[TAREAS PROPUESTAS]:
1. Según el texto sobre la ley de caducidad, ¿en qué año se convocó la primera marcha por verdad y justicia?
2. Reproduce del texto sobre la ley de caducidad el pasaje que empieza en "En el referéndum" y termina en "Whitelaw, en 1976.".
3. ¿Qué personas asesinadas en Buenos Aires el 20 de mayo de 1976 menciona el texto sobre la ley de caducidad? Nómbralas todas.

[FRAGMENTO DEL TEXTO]:
══════════

En diciembre de 1986, la ley de caducidad, Nº 15.848, puso candado a la investigación y juicio de los delitos cometidos hasta marzo de 1985 por militares y policías. La ley fue aplicada a discreción. Si bien no impedía juzgar a los civiles, no se avanzó en ese sentido. Tampoco se aplicó para investigar el destino de los detenidos desaparecidos en Uruguay y Argentina, un delito que hasta el presente se continúa cometiendo, aunque la ley de caducidad habilitaba esa investigación de manera explícita.

En el referéndum de abril de 1989, los votos para derogarla fueron insuficientes. A pesar del desánimo, hubo personas y colectivos que siempre denunciaron la impunidad, exigiendo verdad y justicia.

Poco a poco, la tenacidad fue horadando aquel muro de silencio, ensayando diversas formas de reclamo. A pesar de la incertidumbre sobre cuál sería la respuesta de la ciudadanía, en 1996 se convocó la primera marcha por verdad y justicia, con énfasis en la búsqueda de las personas detenidas desaparecidas. Se convocaba a la gente a caminar en silencio por la avenida 18 de Julio de Montevideo, sin banderas partidarias ni de ningún tipo, el 20 de mayo, fecha de los asesinatos en Buenos Aires de los legisladores Zelmar Michelini y Héctor Gutiérrez Ruiz y de los militantes Rosario Barredo y William Whitelaw, en 1976.

La respuesta de la gente superó las expectativas.

Cada 20 de mayo, las marchas del silencio se repiten y son cada vez más concurridas. Ya hace tiempo que se replican en numerosas ciudades del país. La organización Madres y Familiares de Uruguayos Detenidos Desaparecidos organiza y conduce esa manifestación contra la impunidad reclamando que se investigue qué pasó con sus seres queridos.

══════════

[DATOS REGISTRADOS]:
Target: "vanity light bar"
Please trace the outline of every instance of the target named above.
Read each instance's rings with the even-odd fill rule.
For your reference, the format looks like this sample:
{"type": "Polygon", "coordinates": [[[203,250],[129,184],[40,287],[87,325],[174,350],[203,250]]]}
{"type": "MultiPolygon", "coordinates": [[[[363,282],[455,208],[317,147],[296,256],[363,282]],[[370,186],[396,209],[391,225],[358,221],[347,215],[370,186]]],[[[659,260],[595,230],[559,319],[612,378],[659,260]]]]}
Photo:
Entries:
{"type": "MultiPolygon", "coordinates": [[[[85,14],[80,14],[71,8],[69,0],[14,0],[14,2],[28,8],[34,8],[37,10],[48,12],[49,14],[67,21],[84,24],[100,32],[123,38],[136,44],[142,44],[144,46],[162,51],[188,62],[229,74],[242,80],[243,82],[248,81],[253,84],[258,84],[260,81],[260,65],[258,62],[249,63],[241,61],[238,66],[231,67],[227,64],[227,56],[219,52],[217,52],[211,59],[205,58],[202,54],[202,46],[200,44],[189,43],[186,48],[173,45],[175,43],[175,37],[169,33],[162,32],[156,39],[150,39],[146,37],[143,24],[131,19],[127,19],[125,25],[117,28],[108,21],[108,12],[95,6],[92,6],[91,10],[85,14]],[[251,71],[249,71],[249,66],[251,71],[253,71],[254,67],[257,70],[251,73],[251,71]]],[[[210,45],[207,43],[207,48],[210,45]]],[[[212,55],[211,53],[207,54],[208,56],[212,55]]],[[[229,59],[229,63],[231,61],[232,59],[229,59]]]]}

══════════

[RESPUESTAS EN ORDEN]:
1. En 1996.

2.
En el referéndum de abril de 1989, los votos para derogarla fueron insuficientes. A pesar del desánimo, hubo personas y colectivos que siempre denunciaron la impunidad, exigiendo verdad y justicia.

Poco a poco, la tenacidad fue horadando aquel muro de silencio, ensayando diversas formas de reclamo. A pesar de la incertidumbre sobre cuál sería la respuesta de la ciudadanía, en 1996 se convocó la primera marcha por verdad y justicia, con énfasis en la búsqueda de las personas detenidas desaparecidas. Se convocaba a la gente a caminar en silencio por la avenida 18 de Julio de Montevideo, sin banderas partidarias ni de ningún tipo, el 20 de mayo, fecha de los asesinatos en Buenos Aires de los legisladores Zelmar Michelini y Héctor Gutiérrez Ruiz y de los militantes Rosario Barredo y William Whitelaw, en 1976.

3. Zelmar Michelini, Héctor Gutiérrez Ruiz, Rosario Barredo y William Whitelaw.